[Extracted records]
>>>>>

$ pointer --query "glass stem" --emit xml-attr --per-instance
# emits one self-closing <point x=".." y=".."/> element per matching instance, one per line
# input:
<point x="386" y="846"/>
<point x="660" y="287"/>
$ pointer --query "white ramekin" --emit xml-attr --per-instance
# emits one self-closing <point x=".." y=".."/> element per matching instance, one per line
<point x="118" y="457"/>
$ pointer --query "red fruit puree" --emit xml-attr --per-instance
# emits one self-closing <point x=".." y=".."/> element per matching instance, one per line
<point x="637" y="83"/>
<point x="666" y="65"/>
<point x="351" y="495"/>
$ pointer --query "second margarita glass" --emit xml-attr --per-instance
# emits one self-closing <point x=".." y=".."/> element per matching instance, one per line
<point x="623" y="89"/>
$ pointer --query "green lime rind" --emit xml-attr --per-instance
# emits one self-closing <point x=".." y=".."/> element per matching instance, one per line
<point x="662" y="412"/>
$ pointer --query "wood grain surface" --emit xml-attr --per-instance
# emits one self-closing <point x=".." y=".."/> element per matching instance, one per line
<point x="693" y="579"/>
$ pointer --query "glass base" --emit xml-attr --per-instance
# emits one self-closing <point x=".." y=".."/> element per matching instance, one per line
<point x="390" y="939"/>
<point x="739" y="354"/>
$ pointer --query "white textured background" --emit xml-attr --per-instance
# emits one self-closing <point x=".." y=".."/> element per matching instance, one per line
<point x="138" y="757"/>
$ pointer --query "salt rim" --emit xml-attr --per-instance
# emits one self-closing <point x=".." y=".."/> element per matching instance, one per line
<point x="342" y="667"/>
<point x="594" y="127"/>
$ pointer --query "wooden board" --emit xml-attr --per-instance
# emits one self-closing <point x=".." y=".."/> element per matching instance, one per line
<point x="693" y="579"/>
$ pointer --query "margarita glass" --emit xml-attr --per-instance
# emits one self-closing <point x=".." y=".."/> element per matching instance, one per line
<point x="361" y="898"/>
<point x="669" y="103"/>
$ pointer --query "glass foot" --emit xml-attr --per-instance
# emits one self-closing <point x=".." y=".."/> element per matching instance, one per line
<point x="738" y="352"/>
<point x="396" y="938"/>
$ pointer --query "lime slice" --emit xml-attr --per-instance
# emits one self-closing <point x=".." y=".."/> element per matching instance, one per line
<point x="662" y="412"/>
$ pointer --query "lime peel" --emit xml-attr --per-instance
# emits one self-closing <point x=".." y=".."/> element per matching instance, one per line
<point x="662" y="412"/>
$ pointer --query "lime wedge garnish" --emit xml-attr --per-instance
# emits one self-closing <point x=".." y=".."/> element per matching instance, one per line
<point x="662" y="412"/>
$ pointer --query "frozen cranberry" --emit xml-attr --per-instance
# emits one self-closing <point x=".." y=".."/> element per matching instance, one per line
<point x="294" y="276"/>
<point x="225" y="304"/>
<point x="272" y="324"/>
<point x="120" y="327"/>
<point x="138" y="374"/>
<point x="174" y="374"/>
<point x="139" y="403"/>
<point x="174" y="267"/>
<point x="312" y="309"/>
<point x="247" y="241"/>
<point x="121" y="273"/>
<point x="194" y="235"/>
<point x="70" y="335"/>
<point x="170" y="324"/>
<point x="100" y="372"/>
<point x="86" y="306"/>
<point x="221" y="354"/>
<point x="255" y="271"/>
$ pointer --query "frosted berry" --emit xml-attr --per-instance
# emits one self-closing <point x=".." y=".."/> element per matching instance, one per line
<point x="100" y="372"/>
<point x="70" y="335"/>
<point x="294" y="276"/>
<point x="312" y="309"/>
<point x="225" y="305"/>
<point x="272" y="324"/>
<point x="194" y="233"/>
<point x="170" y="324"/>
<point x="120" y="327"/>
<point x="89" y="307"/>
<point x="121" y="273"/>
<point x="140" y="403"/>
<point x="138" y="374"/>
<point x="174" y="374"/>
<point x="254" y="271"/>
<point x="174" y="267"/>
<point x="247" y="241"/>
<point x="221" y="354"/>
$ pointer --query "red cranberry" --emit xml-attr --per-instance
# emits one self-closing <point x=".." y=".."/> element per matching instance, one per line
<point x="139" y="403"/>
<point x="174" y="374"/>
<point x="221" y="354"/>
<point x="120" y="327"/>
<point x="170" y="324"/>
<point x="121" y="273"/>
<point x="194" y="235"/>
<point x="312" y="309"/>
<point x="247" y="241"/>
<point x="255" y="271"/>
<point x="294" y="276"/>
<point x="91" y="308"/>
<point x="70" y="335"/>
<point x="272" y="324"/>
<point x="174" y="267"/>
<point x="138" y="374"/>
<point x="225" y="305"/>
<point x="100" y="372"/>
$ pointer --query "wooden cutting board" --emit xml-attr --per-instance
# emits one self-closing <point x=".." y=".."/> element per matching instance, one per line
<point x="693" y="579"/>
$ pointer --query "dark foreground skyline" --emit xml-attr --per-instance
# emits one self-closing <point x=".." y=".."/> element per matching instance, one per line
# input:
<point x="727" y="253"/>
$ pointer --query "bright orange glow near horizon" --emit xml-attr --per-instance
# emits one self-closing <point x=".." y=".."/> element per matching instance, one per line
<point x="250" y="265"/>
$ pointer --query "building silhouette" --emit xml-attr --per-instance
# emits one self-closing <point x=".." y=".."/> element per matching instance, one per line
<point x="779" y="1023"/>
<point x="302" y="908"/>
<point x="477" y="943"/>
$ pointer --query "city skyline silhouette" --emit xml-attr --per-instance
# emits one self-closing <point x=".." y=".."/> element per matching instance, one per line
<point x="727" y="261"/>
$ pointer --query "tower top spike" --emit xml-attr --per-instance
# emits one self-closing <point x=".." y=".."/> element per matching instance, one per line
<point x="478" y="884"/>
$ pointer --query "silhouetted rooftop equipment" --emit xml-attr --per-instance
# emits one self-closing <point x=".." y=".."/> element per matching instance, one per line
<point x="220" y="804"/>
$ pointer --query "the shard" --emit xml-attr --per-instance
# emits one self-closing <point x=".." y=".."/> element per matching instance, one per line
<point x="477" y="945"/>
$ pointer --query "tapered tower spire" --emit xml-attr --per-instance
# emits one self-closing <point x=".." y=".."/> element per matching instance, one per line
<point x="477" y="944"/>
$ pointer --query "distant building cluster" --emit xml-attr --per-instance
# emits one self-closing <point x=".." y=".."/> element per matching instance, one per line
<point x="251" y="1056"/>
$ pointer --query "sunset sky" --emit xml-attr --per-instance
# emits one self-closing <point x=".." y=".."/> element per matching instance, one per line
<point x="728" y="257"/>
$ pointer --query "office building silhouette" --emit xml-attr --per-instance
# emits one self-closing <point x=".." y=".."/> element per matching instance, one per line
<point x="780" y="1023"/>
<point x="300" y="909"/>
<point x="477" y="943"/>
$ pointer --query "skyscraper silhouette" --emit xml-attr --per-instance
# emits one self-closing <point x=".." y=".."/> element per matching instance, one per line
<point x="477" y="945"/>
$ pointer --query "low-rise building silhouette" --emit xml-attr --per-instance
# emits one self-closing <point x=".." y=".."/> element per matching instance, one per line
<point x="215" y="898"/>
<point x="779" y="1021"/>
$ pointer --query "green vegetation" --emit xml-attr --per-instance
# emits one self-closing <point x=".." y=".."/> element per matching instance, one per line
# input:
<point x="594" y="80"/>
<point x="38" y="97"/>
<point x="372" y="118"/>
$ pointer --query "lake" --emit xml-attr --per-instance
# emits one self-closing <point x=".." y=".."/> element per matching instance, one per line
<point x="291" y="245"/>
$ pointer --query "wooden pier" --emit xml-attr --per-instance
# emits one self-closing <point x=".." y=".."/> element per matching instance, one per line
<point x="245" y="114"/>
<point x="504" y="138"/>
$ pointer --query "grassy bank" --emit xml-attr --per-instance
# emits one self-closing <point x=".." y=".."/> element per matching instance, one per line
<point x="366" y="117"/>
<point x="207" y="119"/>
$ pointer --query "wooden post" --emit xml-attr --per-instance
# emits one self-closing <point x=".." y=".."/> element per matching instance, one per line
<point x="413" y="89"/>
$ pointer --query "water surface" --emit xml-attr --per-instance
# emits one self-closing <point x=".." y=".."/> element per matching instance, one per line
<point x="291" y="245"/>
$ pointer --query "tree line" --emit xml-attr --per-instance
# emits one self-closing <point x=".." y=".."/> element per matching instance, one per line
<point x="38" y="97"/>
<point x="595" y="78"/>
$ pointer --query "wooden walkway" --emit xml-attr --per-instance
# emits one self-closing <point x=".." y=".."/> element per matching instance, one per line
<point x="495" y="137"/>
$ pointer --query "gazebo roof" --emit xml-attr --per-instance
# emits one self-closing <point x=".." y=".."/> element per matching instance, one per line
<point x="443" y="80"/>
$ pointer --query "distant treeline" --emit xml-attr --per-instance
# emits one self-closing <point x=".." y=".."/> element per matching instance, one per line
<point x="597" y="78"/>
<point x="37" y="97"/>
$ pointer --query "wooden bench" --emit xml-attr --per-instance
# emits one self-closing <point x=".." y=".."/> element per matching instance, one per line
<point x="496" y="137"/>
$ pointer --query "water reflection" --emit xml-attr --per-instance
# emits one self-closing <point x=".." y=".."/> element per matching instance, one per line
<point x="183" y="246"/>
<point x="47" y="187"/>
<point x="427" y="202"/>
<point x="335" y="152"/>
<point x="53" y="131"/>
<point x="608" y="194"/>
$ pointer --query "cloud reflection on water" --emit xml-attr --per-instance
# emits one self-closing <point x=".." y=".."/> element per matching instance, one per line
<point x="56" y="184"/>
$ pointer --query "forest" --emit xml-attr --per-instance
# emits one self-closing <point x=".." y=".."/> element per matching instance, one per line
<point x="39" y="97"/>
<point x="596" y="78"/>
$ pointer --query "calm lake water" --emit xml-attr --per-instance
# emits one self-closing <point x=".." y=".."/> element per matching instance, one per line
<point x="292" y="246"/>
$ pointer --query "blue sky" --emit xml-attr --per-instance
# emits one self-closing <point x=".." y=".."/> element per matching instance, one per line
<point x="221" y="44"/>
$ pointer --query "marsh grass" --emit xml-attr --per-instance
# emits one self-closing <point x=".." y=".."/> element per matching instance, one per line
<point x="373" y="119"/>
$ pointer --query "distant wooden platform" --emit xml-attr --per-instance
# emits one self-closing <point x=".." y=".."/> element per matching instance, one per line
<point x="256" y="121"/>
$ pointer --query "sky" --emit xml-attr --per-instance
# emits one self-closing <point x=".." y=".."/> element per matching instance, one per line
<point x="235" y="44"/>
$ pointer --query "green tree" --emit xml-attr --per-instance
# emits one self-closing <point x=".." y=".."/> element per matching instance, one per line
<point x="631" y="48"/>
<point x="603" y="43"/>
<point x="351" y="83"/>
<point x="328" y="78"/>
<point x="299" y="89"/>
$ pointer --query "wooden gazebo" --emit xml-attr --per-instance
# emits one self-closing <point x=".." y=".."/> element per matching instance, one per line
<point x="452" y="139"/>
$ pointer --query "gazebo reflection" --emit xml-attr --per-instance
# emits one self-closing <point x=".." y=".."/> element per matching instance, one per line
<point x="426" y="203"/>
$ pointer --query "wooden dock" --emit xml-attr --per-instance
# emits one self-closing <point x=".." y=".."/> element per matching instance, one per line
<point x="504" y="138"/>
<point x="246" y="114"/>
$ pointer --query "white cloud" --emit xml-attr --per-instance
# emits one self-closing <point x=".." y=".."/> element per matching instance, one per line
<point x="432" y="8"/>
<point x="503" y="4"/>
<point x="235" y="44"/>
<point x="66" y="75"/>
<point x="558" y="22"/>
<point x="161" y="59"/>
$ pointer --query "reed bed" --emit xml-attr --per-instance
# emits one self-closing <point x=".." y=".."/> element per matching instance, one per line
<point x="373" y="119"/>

<<<<<

* [Task instructions]:
Tally, across the records, each line that contains the word "green", and answer with nothing except the count.

* [Answer section]:
3